_RECORDS FOR THE TASK_
------------------------------------------------
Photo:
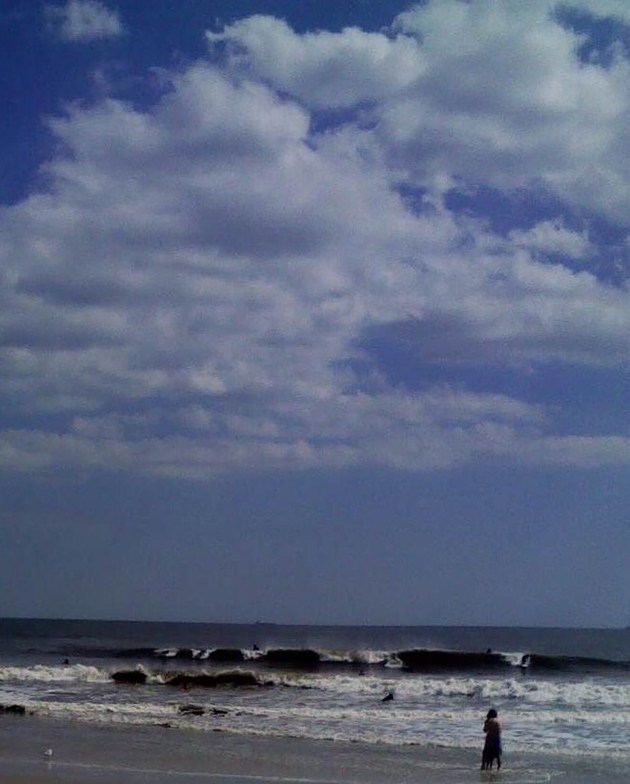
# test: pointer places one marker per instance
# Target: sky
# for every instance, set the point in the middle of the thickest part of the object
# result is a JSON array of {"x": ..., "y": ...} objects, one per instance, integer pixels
------------------------------------------------
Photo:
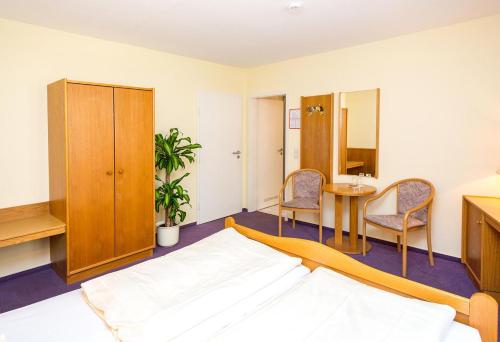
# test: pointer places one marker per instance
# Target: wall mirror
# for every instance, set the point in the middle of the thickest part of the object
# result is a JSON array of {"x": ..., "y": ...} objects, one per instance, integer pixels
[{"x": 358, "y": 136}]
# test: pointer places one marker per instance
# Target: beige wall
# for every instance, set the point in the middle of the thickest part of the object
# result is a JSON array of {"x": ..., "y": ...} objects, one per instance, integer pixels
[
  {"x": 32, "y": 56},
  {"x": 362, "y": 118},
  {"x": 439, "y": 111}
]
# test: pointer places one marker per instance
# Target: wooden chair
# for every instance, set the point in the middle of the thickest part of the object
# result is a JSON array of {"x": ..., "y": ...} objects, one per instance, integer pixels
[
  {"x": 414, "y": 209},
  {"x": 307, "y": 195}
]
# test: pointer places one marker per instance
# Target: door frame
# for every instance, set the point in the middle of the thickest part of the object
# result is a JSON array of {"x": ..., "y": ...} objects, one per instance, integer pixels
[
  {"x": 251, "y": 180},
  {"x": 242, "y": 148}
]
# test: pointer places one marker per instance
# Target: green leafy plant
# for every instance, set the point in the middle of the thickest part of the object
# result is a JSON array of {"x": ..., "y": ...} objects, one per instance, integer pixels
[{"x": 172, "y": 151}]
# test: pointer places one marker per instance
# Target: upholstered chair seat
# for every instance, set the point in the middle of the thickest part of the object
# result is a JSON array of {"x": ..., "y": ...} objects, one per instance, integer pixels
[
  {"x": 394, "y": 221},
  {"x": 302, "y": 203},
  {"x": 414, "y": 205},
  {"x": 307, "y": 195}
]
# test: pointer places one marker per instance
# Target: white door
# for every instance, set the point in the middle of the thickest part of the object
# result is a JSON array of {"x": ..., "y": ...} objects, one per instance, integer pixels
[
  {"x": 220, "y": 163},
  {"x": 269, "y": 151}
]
------------------------------------------------
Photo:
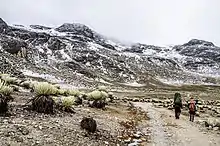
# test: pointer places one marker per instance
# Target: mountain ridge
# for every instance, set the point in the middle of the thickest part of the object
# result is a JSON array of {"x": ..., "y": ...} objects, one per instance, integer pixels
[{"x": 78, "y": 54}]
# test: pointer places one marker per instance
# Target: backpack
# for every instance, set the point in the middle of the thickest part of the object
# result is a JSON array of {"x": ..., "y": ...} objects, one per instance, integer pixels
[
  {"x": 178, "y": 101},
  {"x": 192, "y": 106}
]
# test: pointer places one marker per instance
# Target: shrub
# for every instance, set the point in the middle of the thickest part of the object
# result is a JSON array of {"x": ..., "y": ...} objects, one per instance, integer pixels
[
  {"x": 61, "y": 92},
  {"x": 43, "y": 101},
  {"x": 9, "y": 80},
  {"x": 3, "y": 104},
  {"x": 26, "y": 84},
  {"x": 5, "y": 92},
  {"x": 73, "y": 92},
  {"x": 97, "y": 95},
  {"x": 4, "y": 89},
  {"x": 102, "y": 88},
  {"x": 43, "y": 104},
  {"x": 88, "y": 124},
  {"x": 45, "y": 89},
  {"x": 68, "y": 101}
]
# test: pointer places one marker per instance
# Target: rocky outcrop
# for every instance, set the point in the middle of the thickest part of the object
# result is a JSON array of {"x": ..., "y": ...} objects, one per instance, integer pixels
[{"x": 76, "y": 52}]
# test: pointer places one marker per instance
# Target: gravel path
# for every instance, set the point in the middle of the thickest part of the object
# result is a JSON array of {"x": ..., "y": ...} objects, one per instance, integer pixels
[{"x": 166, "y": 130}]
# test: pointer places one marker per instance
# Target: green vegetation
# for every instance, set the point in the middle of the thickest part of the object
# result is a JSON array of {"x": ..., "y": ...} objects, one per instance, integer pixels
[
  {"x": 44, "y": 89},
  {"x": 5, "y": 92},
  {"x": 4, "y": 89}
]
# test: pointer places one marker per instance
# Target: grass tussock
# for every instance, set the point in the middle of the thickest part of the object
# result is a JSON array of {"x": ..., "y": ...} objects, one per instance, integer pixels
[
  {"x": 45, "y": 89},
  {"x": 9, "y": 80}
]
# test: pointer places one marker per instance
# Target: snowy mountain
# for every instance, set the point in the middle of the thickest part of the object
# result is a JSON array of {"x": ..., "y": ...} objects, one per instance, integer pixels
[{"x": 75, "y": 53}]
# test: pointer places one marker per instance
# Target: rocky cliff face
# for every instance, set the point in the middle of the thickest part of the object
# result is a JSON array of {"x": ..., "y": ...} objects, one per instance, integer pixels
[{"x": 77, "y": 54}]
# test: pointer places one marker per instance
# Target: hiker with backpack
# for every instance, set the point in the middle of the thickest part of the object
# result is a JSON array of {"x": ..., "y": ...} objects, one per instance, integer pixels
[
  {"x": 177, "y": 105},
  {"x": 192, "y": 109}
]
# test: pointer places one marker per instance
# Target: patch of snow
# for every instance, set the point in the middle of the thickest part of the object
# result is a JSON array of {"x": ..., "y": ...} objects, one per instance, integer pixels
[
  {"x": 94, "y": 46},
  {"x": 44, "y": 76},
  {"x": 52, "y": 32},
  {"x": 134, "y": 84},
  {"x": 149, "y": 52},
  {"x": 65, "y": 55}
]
------------------------------------------------
_TO BE DONE_
Print every line of the records above that contains the string "door". Matching is case-sensitive.

_COMPLETED EXERCISE_
# Target: door frame
# Target: white door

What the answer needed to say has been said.